--- WRITTEN PROBLEM A ---
Pick out each line in the records that contains the word "submerged", and copy those lines.

___ READING TEXT ___

“In bravery, he is not to be surpassed. Who can excel him in the love of country? He is rash and impetuous, say some — and if he has the dash and rashness of a warrior, he also has the prudence of a statesman — he is pure as a crystal, he is truthful beyond suspicion. He is a knight sans peur, sans reproche – the nation is safe in his hands.”
– Mahatma Gandhi
While reading some documents, at leisure or for work, I stumbled upon an intriguing question – How did Jawaharlal Nehru rise as the paramount leader of the Indian freedom struggle after the 1929 Lahore session of the Indian National Congress? The answer, however, was not simple as he was not even supposed to lead Congress when there were leaders like his own father, let alone the Iron Man of Congress (later Iron Man of India) Sardar Patel and C. Rajagopalachari (Rajaji as he was popularly known). Nehru himself knew that he was not primed enough to lead the party and it was too soon for him to take the President’s mantle. Mahatma Gandhi, on the contrary, believed that it was Jawahar(lal Nehru) who could rally the youth and men and women, who were infatuated and inclined towards communism and the people from the Muslim community, who had ceded ties with Congress due to several reasons, to follow Congress once again and fight the final phase of the battle against oppression and cruelty of the raj.
To understand Pandit Jawarharlal Nehru’s rise to the top, within Congress and eventually the first Prime Minister of independent India, we will tread back several years. Nehru returned to India in 1912 after completing his law education. He enrolled as an advocate in Allahabad High Court but had a strong disinterest in the practice of law. As Tharoor has mentioned in Nehru – The Invention of India, ‘Jawaharlal Sought to escape the tedium of his days by partying extravagantly in the evenings…’.

___ RECORDS FOR THIS EXERCISE ___

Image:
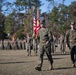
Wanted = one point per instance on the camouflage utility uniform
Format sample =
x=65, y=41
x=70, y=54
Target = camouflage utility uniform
x=71, y=42
x=44, y=47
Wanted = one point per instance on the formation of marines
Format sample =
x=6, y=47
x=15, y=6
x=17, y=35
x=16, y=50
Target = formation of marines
x=46, y=43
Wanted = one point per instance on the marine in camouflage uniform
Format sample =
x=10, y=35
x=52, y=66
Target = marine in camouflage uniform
x=71, y=41
x=34, y=44
x=28, y=45
x=44, y=47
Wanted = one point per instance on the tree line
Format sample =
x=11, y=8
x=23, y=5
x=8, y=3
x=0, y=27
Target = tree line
x=16, y=18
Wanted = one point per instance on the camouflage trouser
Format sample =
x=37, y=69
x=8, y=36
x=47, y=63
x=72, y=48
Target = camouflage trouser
x=47, y=49
x=28, y=49
x=35, y=48
x=62, y=48
x=73, y=54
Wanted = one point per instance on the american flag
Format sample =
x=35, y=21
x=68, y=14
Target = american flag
x=36, y=23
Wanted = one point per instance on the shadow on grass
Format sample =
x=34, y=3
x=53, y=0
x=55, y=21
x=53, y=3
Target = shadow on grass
x=62, y=68
x=16, y=62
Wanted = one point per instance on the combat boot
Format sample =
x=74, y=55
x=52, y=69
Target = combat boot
x=38, y=68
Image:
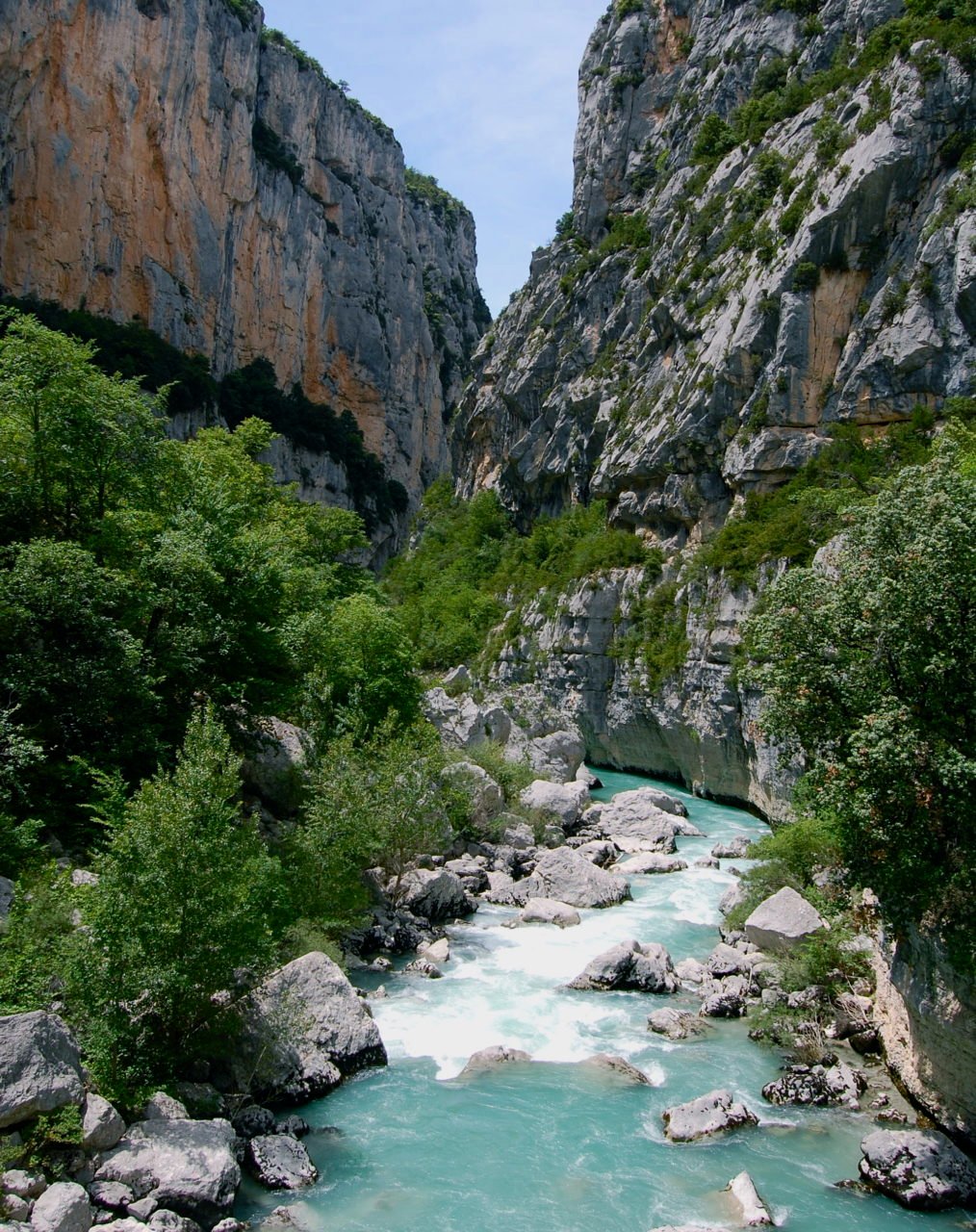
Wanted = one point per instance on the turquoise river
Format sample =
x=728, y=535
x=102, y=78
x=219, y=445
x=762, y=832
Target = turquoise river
x=551, y=1147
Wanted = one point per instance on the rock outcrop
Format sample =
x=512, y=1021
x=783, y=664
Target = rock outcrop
x=708, y=1114
x=188, y=1167
x=304, y=1029
x=922, y=1170
x=180, y=164
x=924, y=1012
x=39, y=1067
x=724, y=294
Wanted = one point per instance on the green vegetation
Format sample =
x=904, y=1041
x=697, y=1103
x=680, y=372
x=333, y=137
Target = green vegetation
x=155, y=598
x=791, y=523
x=657, y=634
x=254, y=392
x=244, y=10
x=426, y=189
x=870, y=674
x=471, y=567
x=271, y=38
x=131, y=351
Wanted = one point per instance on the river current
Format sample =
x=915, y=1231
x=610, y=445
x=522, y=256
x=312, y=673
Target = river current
x=554, y=1147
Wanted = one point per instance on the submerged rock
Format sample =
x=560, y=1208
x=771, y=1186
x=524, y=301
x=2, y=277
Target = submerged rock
x=280, y=1162
x=549, y=911
x=571, y=879
x=753, y=1210
x=492, y=1059
x=649, y=862
x=616, y=1067
x=629, y=966
x=304, y=1029
x=921, y=1169
x=708, y=1114
x=676, y=1024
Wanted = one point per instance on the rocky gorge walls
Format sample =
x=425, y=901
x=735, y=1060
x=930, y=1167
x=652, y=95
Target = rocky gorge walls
x=772, y=236
x=175, y=162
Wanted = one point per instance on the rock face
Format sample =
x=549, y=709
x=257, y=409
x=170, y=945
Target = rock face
x=702, y=321
x=63, y=1208
x=571, y=879
x=491, y=1059
x=816, y=1086
x=629, y=966
x=304, y=1029
x=229, y=194
x=189, y=1167
x=39, y=1067
x=926, y=1016
x=918, y=1169
x=548, y=911
x=783, y=920
x=280, y=1162
x=706, y=1116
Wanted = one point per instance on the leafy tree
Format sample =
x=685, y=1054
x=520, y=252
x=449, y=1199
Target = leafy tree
x=379, y=802
x=73, y=441
x=870, y=669
x=188, y=897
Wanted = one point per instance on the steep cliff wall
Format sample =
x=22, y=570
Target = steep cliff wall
x=772, y=234
x=131, y=183
x=927, y=1019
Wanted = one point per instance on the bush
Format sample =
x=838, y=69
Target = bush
x=870, y=676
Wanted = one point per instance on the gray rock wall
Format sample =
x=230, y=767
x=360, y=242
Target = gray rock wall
x=131, y=184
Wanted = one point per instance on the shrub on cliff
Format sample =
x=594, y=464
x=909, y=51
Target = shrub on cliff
x=869, y=668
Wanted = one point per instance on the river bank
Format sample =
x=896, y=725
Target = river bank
x=552, y=1144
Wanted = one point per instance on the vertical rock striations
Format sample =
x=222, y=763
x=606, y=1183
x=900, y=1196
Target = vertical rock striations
x=174, y=162
x=772, y=234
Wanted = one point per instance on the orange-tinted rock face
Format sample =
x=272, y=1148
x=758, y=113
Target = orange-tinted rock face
x=130, y=183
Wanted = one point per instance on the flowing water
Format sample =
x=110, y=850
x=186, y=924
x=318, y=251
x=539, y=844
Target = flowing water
x=554, y=1147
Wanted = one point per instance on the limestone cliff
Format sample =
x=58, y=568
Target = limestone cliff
x=772, y=233
x=170, y=161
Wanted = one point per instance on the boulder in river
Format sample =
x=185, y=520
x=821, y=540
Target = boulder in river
x=189, y=1167
x=753, y=1210
x=629, y=966
x=39, y=1067
x=818, y=1087
x=919, y=1168
x=280, y=1162
x=649, y=862
x=783, y=920
x=616, y=1068
x=434, y=894
x=571, y=879
x=676, y=1024
x=304, y=1029
x=493, y=1059
x=563, y=801
x=734, y=849
x=549, y=911
x=708, y=1114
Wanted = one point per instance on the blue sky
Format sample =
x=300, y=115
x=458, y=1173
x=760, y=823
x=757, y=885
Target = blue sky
x=479, y=92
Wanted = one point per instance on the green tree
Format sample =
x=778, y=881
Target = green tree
x=869, y=668
x=73, y=441
x=379, y=802
x=188, y=897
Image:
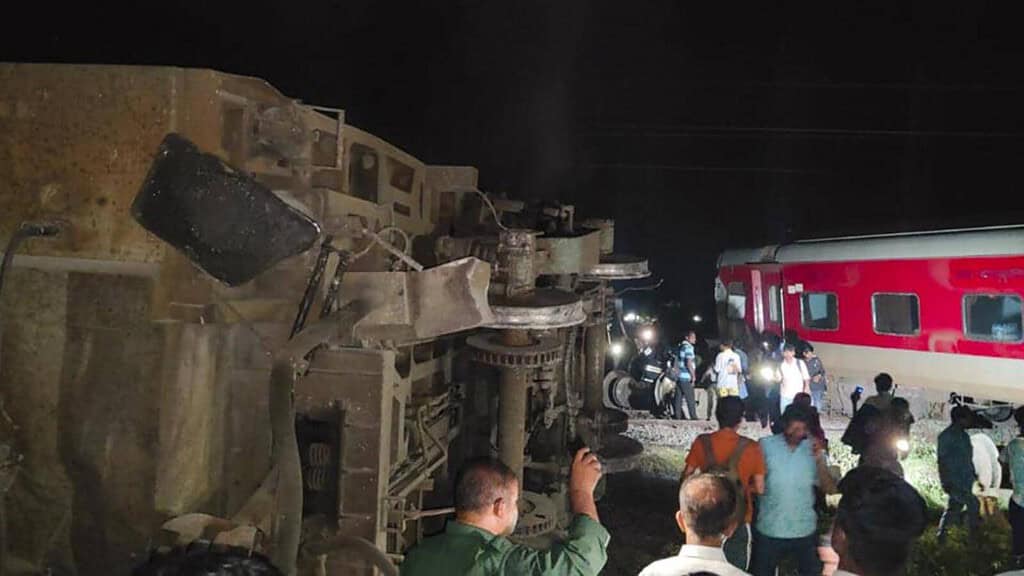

___

--- WRITTEN PROBLEM B ---
In the reading text about Nehru's rise, which court did he enroll in as an advocate after returning to India?

--- FULL ANSWER A ---
Wanted = one point per instance on the submerged rock
Target = submerged rock

--- FULL ANSWER B ---
Allahabad High Court